Single by The Magician featuring Years & Years
- Released: 26 September 2014
- Recorded: 2014
- Genre: House
- Length: 3:29
- Label: FFRR
- Songwriters: Stephen Fasano; Olly Alexander; Mark Ralph;
- Producer: The Magician

The Magician singles chronology
| "When the Night Is Over" (2013) | "Sunlight" (2014) | "Together" (2015) |

Years & Years singles chronology
| "Take Shelter" (2014) | "Sunlight" (2014) | "Desire" (2014) |

= Sunlight (The Magician song) =

"Sunlight" is a song by Belgian DJ and record producer The Magician which features guest vocals from Olly Alexander of the English synth-pop band Years & Years. The song was released in the United Kingdom as a digital download on 28 September 2014. The song was written by Stephen Fasano, Olly Alexander, and Mark Ralph. The song was used in the 2015 film We Are Your Friends.

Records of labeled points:

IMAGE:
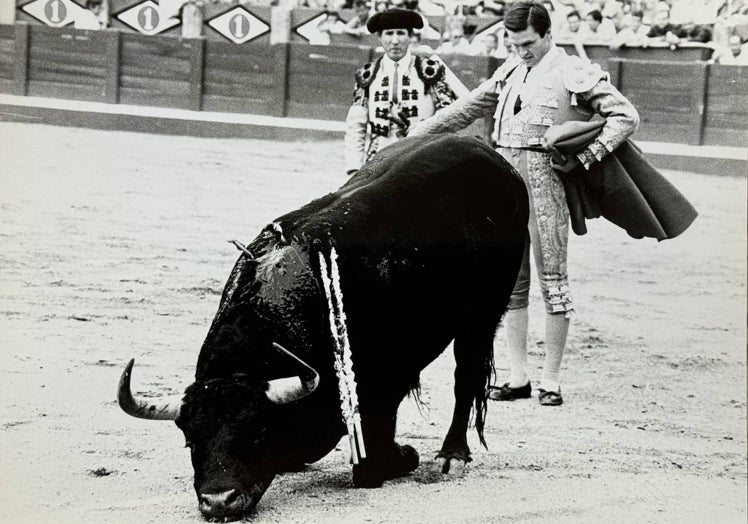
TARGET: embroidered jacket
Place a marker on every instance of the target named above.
(524, 105)
(558, 89)
(380, 116)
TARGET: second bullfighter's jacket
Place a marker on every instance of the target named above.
(525, 103)
(409, 90)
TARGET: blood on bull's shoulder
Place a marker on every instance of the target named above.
(342, 304)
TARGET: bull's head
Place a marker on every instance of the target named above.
(234, 450)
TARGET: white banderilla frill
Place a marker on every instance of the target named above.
(343, 362)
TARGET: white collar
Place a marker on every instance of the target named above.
(547, 61)
(388, 64)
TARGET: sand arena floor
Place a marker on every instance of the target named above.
(113, 245)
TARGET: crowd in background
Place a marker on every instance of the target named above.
(721, 24)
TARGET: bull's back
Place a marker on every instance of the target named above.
(429, 233)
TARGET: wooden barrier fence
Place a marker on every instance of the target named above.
(691, 102)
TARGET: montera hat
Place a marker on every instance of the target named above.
(394, 19)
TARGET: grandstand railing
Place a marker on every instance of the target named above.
(681, 97)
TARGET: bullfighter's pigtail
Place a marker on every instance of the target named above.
(343, 361)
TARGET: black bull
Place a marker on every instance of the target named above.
(429, 235)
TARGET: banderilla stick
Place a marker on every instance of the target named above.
(241, 248)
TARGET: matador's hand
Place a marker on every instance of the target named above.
(564, 163)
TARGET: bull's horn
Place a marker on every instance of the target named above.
(284, 390)
(167, 408)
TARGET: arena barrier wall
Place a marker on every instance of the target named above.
(681, 101)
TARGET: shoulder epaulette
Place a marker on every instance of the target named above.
(365, 75)
(430, 69)
(582, 75)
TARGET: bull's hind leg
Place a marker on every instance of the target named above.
(385, 459)
(473, 349)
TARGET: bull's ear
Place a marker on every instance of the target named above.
(284, 390)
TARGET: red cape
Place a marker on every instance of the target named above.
(624, 188)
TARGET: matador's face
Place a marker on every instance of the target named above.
(395, 42)
(529, 45)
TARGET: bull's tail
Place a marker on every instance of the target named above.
(481, 397)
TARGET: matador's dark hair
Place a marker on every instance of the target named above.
(524, 14)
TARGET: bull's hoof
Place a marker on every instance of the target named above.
(450, 466)
(372, 473)
(407, 460)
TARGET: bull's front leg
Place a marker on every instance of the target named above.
(385, 459)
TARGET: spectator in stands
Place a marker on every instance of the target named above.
(572, 31)
(456, 42)
(613, 11)
(634, 34)
(395, 91)
(486, 45)
(417, 47)
(599, 29)
(381, 5)
(493, 8)
(330, 25)
(732, 19)
(191, 14)
(95, 16)
(356, 26)
(558, 16)
(736, 52)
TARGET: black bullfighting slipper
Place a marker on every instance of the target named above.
(507, 393)
(550, 398)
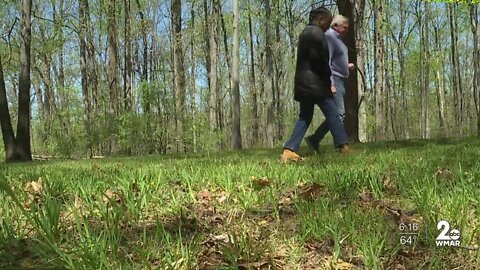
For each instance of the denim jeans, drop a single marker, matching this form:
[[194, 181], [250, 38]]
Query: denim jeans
[[329, 109], [323, 129]]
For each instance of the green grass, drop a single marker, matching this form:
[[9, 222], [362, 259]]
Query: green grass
[[244, 210]]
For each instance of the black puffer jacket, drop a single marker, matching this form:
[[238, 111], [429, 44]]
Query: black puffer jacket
[[312, 74]]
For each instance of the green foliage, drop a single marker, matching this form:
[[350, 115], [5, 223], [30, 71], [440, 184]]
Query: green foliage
[[241, 209]]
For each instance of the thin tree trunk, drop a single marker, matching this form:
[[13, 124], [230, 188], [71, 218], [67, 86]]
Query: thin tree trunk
[[114, 108], [23, 124], [379, 70], [84, 75], [212, 24], [179, 72], [360, 42], [346, 8], [252, 83], [193, 79], [269, 89], [7, 129], [128, 70], [474, 18], [236, 133], [458, 102]]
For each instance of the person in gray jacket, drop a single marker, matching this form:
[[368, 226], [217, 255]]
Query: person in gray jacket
[[313, 85], [340, 68]]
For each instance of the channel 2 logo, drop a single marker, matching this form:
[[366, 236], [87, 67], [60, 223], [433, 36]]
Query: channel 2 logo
[[447, 237]]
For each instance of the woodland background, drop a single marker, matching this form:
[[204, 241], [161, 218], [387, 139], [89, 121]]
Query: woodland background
[[137, 77]]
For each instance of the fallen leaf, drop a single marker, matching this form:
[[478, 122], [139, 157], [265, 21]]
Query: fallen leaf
[[261, 182], [312, 191], [222, 237], [204, 195], [254, 265], [34, 186], [365, 196]]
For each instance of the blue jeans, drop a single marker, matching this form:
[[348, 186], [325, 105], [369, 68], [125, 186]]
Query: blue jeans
[[323, 129], [329, 109]]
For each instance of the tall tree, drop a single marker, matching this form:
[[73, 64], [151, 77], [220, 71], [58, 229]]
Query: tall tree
[[253, 86], [268, 78], [18, 148], [178, 71], [379, 26], [455, 68], [127, 58], [236, 133], [474, 23], [346, 8]]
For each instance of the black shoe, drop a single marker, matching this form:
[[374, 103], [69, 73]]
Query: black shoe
[[311, 145]]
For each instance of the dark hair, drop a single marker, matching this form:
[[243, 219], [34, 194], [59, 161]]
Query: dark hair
[[318, 12]]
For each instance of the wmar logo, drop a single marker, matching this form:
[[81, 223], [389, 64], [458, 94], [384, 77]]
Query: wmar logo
[[447, 237]]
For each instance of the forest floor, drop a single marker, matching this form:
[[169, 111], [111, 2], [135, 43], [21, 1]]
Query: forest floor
[[376, 208]]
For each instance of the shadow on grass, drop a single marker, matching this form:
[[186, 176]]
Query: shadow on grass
[[26, 254]]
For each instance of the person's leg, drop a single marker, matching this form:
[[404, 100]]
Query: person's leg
[[301, 126], [322, 130], [329, 109]]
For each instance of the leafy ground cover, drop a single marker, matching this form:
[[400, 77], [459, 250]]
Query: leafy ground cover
[[245, 210]]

▸ Task to complete: According to the source text on "Sunlight," which film used the song?

▸ Solution for this problem: The 2015 film We Are Your Friends.